== Segment start ==
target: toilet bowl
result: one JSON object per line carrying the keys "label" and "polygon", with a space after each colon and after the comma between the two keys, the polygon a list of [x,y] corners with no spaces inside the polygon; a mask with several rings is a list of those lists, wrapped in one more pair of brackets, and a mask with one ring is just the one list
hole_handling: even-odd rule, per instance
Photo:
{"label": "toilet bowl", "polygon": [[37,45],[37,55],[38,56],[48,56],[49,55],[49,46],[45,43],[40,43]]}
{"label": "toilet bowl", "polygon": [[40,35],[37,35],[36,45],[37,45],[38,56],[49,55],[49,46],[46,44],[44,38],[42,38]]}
== Segment end ==
__Work request__
The data given before this task must be transcribed exactly and in full.

__Written response__
target: toilet bowl
result: one JSON object per line carrying the keys "label" and "polygon", with a space after each colon and after the comma between the two keys, the polygon a list of [x,y] corners with no spaces inside the polygon; a mask with several rings is a list of those lists, wrapped in one more pair of brackets, and a mask with one ring is just the one list
hole_handling: even-odd rule, per instance
Photo:
{"label": "toilet bowl", "polygon": [[37,45],[37,55],[38,56],[48,56],[49,55],[49,46],[45,43],[40,43]]}
{"label": "toilet bowl", "polygon": [[40,35],[37,35],[36,45],[37,45],[38,56],[49,55],[49,46],[46,44],[44,38],[42,38]]}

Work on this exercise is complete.